- Data entries:

________________________

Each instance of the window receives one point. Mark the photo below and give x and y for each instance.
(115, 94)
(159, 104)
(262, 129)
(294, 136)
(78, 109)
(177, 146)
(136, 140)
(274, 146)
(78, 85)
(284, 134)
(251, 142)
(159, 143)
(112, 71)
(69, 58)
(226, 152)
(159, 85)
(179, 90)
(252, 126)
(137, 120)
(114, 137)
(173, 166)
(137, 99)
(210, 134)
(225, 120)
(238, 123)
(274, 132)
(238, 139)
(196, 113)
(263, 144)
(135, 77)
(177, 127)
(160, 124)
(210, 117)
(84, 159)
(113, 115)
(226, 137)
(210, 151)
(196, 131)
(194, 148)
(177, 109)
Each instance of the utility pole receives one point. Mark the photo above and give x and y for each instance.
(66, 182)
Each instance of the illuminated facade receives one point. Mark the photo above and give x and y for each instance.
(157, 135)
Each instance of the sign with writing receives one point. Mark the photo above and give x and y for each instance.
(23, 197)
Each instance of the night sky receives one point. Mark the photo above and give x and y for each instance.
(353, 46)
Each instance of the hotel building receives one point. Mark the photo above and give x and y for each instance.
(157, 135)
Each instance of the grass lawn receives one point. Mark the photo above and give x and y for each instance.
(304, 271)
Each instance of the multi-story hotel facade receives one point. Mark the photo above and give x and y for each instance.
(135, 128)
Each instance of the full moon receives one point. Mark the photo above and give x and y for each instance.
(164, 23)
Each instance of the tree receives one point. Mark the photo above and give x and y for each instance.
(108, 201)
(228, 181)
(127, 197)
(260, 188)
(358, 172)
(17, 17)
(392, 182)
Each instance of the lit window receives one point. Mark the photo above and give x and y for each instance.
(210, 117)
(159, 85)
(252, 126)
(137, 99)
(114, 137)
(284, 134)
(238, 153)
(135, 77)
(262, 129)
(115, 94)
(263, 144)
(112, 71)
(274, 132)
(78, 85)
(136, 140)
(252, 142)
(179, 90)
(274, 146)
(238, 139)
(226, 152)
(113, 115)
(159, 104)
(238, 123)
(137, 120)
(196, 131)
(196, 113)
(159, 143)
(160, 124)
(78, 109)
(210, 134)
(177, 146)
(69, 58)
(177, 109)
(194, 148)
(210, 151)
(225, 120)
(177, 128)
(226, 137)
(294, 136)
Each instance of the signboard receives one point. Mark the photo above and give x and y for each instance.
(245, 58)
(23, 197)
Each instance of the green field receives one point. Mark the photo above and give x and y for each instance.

________________________

Could you give back only the entries from the line containing "Each instance of the night" through the end of the entries, both ends included, with every "x and y" changed to "both coordinates" and everything else left as it is?

Each instance of the night sky receives one point. Mark the photo above and give both coordinates for each instance.
(353, 46)
Each instance of the hotel building receives one point. Mark the photo above and give both coordinates for each instance.
(157, 135)
Each instance of the grass lawn receives one point. Mark the photo above and give both coordinates for each instance.
(304, 271)
Each instance of the multi-story hotel facade receives one point. Mark the photo above and give both coordinates for each instance.
(135, 128)
Each instance of the full moon receives one point. Mark the photo above and give both coordinates for each instance.
(164, 23)
Each instance of the tree receives one point. Mark the photo above and give both coordinates for each instance.
(108, 201)
(228, 181)
(127, 197)
(260, 188)
(358, 172)
(17, 17)
(392, 182)
Each instance of the lit window receives one point. Mark the photo above and give both coordinates for each instance.
(210, 117)
(159, 85)
(252, 126)
(137, 99)
(114, 137)
(284, 134)
(238, 153)
(135, 77)
(262, 129)
(115, 94)
(263, 144)
(112, 71)
(274, 132)
(78, 85)
(136, 140)
(252, 142)
(179, 90)
(274, 146)
(238, 139)
(226, 152)
(113, 115)
(159, 104)
(238, 123)
(137, 120)
(196, 131)
(196, 113)
(159, 143)
(160, 124)
(78, 109)
(210, 134)
(177, 146)
(69, 58)
(177, 109)
(194, 148)
(210, 151)
(225, 120)
(177, 128)
(226, 137)
(294, 136)
Each instance of the signboard receives one point. Mark the photo above and give both coordinates for each instance.
(245, 58)
(23, 197)
Each instance of the green field receives one point. Mark the photo above and give both coordinates for each instance.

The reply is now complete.